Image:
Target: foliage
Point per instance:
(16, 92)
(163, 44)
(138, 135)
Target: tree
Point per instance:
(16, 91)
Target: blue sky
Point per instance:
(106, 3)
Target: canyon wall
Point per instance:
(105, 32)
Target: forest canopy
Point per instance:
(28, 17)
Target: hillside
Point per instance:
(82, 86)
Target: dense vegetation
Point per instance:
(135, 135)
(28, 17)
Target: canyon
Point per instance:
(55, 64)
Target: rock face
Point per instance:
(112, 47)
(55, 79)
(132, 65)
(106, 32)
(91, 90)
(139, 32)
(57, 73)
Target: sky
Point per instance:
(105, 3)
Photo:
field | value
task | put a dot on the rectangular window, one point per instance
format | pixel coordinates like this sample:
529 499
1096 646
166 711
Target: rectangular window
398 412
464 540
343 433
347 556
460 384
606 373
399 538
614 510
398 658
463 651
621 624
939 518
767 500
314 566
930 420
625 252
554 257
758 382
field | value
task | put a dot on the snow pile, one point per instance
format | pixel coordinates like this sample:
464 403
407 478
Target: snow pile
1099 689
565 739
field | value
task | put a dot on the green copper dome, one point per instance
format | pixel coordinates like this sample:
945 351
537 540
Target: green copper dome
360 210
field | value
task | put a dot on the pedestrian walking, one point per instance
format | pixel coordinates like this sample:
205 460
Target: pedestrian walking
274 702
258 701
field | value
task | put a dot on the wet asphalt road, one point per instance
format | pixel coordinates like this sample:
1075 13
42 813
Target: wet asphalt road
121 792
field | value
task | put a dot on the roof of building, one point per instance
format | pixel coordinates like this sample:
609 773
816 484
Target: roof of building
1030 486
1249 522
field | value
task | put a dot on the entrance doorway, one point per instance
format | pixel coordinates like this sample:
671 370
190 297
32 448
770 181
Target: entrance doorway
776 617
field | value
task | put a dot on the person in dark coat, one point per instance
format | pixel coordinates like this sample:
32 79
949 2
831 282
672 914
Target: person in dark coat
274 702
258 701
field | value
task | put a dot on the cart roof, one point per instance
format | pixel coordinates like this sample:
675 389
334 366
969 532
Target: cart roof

→ **What is expected**
From the data above, extract every line in its exact form.

→ **Answer to the task**
Image:
Target: foliage
Point per instance:
(16, 92)
(163, 44)
(138, 135)
Target: tree
Point per instance:
(16, 91)
Target: blue sky
Point per instance:
(106, 3)
Target: canyon wall
Point per instance:
(105, 32)
Target: forest canopy
Point per instance:
(28, 17)
Target: hillside
Point per instance:
(82, 86)
Target: dense vegetation
Point per instance:
(135, 135)
(28, 17)
Target: canyon
Point per instance:
(55, 64)
Target: rock face
Point per instance:
(112, 47)
(55, 79)
(132, 65)
(106, 32)
(91, 90)
(139, 32)
(57, 73)
Target: sky
Point per instance:
(105, 3)
Photo:
field | value
task | put a dot on the rectangular window, one point per instance
format | pixel coordinates like this sample:
529 499
1096 646
166 711
Target: rectangular window
398 412
464 540
343 433
347 556
460 384
606 373
399 538
614 510
398 658
463 651
621 624
939 518
767 500
314 566
930 420
625 252
554 257
758 382
field | value
task | put a dot on the snow pile, one point per instance
format | pixel coordinates like this sample:
464 403
407 478
Target: snow pile
1099 689
565 739
field | value
task | put a dot on the green copper dome, one point per instance
format | pixel coordinates like this sample:
945 351
537 540
Target: green copper dome
360 210
field | value
task | put a dot on the pedestrian walking, one point per instance
format | pixel coordinates like this sample:
205 460
Target: pedestrian walking
274 702
258 701
field | value
task | put a dot on the wet asphalt road, one point per instance
format | pixel coordinates like this sample:
1075 13
42 813
Target: wet asphalt road
121 792
field | value
task | put a dot on the roof of building, one point per instance
format | pixel coordinates like this sample:
609 773
816 484
Target: roof of building
1030 486
1249 522
field | value
task | put a dot on the entrance doorway, one point per instance
format | pixel coordinates like this sample:
671 370
190 297
32 448
770 181
Target: entrance doorway
776 617
field | value
task | put a dot on the person in dark coat, one point per instance
format | pixel coordinates like this sample:
32 79
949 2
831 282
672 914
Target: person in dark coat
274 702
258 701
field | value
task | put a dot on the cart roof, one point per instance
format | pixel coordinates like this sample:
675 389
334 366
969 532
Target: cart roof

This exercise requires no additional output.